▶ _TASK TO COMPLETE_:
Arrange the records below as a JSON list of strings, with one string per line and blank lines omitted.

▶ _Dataset entries_:
------------------------

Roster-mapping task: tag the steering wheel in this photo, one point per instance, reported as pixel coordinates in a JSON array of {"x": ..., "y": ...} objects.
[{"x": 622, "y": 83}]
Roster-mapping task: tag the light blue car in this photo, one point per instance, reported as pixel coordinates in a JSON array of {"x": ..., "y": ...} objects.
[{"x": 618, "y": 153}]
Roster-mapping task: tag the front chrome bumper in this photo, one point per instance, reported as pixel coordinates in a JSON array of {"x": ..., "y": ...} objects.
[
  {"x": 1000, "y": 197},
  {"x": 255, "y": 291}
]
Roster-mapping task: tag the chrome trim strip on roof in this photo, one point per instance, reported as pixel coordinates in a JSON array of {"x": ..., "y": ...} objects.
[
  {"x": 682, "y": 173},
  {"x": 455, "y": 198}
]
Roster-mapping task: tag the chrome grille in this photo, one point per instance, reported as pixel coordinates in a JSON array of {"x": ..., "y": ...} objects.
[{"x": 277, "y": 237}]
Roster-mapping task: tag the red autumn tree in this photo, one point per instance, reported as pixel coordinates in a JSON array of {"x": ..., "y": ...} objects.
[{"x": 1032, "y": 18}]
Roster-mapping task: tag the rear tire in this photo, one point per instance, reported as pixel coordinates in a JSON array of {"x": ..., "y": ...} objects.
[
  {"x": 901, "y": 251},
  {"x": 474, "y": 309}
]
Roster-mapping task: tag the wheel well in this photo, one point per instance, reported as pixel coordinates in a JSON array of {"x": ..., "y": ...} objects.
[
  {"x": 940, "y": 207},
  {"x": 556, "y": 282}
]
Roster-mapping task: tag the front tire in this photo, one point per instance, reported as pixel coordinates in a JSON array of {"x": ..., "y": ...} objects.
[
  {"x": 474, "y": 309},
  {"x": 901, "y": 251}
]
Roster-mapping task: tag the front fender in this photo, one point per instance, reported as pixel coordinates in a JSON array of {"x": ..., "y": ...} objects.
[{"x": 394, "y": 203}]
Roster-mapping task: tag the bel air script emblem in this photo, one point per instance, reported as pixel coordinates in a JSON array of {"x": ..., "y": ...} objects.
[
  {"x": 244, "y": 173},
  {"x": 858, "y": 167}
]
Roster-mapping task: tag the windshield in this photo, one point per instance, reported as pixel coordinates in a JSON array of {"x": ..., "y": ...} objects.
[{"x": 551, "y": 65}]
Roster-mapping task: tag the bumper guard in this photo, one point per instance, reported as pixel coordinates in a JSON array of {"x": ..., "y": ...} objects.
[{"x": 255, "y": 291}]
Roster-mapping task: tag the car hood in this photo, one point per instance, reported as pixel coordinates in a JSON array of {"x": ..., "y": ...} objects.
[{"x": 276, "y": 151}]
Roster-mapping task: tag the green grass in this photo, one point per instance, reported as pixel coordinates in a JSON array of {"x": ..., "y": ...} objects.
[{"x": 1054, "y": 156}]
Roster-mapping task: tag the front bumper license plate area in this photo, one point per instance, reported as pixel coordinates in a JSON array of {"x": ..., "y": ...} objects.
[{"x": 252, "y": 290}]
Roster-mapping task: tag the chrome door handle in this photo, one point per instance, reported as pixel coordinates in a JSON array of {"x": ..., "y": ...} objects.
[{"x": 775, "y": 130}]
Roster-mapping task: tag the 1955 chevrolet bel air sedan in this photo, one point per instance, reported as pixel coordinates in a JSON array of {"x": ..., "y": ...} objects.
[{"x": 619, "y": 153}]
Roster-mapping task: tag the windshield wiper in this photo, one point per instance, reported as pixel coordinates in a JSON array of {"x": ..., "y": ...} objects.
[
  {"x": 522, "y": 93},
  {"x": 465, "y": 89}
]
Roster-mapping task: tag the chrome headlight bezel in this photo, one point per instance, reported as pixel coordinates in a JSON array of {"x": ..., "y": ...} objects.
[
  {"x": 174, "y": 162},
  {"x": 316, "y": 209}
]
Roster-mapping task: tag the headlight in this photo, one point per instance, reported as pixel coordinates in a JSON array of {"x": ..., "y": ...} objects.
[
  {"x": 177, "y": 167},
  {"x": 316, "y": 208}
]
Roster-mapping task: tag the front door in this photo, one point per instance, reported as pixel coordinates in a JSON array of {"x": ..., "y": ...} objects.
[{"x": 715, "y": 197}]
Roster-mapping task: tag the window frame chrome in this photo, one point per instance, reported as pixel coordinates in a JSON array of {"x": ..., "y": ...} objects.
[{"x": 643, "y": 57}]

------------------------

▶ _COMPLETED EXERCISE_:
[
  "Roster-mapping task: tag the steering wheel in this photo, one point per instance, reported as pixel coordinates in a JSON array of {\"x\": ..., \"y\": ...} objects.",
  "[{\"x\": 622, \"y\": 83}]",
  "Roster-mapping task: tag the light blue car in this photo, one point per instance, reported as pixel coordinates in a JSON array of {\"x\": ..., \"y\": ...} objects.",
  "[{\"x\": 618, \"y\": 153}]",
  "Roster-mapping task: tag the front chrome bumper in this photo, one point per instance, reported as pixel coordinates in a JSON array of {\"x\": ..., \"y\": ...} objects.",
  "[",
  "  {\"x\": 1000, \"y\": 197},",
  "  {\"x\": 255, \"y\": 291}",
  "]",
  "Roster-mapping task: tag the chrome trim strip on roof in this photo, one point per instance, reported as pixel coordinates in a JSON array of {\"x\": ..., \"y\": ...} objects.",
  "[",
  "  {\"x\": 682, \"y\": 173},",
  "  {\"x\": 455, \"y\": 198}",
  "]",
  "Roster-mapping task: tag the chrome grille in this photo, one point per instance, reported as pixel coordinates in a JSON array of {\"x\": ..., \"y\": ...} objects.",
  "[{\"x\": 277, \"y\": 237}]",
  "Roster-mapping task: tag the red autumn tree in this photo, one point per instance, reported as pixel coordinates in a JSON array of {\"x\": ..., \"y\": ...} objects.",
  "[{\"x\": 1032, \"y\": 18}]",
  "Roster-mapping task: tag the rear tire in this photo, one point per instance, reported as pixel coordinates in a JSON array of {\"x\": ..., \"y\": ...} objects.",
  "[",
  "  {\"x\": 901, \"y\": 251},",
  "  {\"x\": 474, \"y\": 309}",
  "]",
  "Roster-mapping task: tag the wheel well in this photo, one point per instance, reported as pixel coordinates in a JSON array of {\"x\": ..., \"y\": ...} objects.",
  "[",
  "  {\"x\": 940, \"y\": 207},",
  "  {\"x\": 556, \"y\": 282}",
  "]",
  "Roster-mapping task: tag the front tire in this photo, one point per instance, reported as pixel coordinates in a JSON array of {\"x\": ..., \"y\": ...} objects.",
  "[",
  "  {\"x\": 474, \"y\": 309},",
  "  {\"x\": 901, \"y\": 251}",
  "]",
  "Roster-mapping task: tag the front fender in this photo, one point per instance, reported as pixel coordinates in a JSON array of {\"x\": ..., \"y\": ...} objects.",
  "[{\"x\": 394, \"y\": 203}]",
  "Roster-mapping task: tag the bel air script emblem in this photo, one point per instance, reported as pixel coordinates in a JSON array of {\"x\": ..., \"y\": ...} objects.",
  "[",
  "  {\"x\": 244, \"y\": 173},",
  "  {\"x\": 858, \"y\": 167}",
  "]",
  "Roster-mapping task: tag the windshield in this photo, one point per instance, reported as pixel coordinates in a JSON array of {\"x\": ..., \"y\": ...} objects.",
  "[{\"x\": 551, \"y\": 65}]",
  "Roster-mapping task: tag the bumper guard in this photo, one point per instance, reported as pixel coordinates in a JSON array of {\"x\": ..., \"y\": ...} objects.",
  "[{\"x\": 255, \"y\": 291}]",
  "Roster-mapping task: tag the car hood in this photo, one point per instance, reported as pixel coordinates in a JSON array of {\"x\": ..., \"y\": ...} objects.",
  "[{\"x\": 276, \"y\": 151}]",
  "Roster-mapping task: tag the green grass in this photo, one point per instance, reported as pixel coordinates in a JSON array of {\"x\": ..., \"y\": ...} objects.",
  "[{\"x\": 1054, \"y\": 156}]",
  "Roster-mapping task: tag the front bumper license plate area in this photo, one point per instance, reported as pixel coordinates in a JSON array of {\"x\": ..., \"y\": ...} objects.",
  "[{\"x\": 252, \"y\": 290}]",
  "Roster-mapping task: tag the chrome door handle in this photo, one point per instance, reported as pixel coordinates in a JSON array of {\"x\": ..., \"y\": ...} objects.",
  "[{\"x\": 775, \"y\": 130}]",
  "Roster-mapping task: tag the 1955 chevrolet bel air sedan in this photo, one point per instance, reported as pixel coordinates in a JSON array of {\"x\": ..., \"y\": ...} objects.",
  "[{\"x\": 619, \"y\": 153}]",
  "Roster-mapping task: tag the windshield wiper in this photo, one point per instance, reported as pixel coordinates in a JSON array of {\"x\": ..., \"y\": ...} objects.",
  "[",
  "  {\"x\": 522, \"y\": 93},",
  "  {\"x\": 465, \"y\": 89}",
  "]",
  "Roster-mapping task: tag the chrome headlight bezel in this photo, one point per instance, reported as pixel coordinates in a JSON array of {\"x\": ..., \"y\": ...} objects.",
  "[",
  "  {\"x\": 174, \"y\": 162},",
  "  {\"x\": 316, \"y\": 209}",
  "]",
  "Roster-mapping task: tag the headlight in this photo, one point per instance, reported as pixel coordinates in a JSON array of {\"x\": ..., \"y\": ...} objects.",
  "[",
  "  {\"x\": 177, \"y\": 167},",
  "  {\"x\": 316, \"y\": 208}",
  "]",
  "Roster-mapping task: tag the front door in this photo, one point per instance, reported as pixel coordinates in a JSON array of {\"x\": ..., \"y\": ...} objects.",
  "[{\"x\": 715, \"y\": 197}]",
  "Roster-mapping task: tag the window frame chrome in this photo, one point per instance, reported as pixel coordinates in a JSON array of {\"x\": ..., \"y\": ...} objects.",
  "[{\"x\": 643, \"y\": 57}]"
]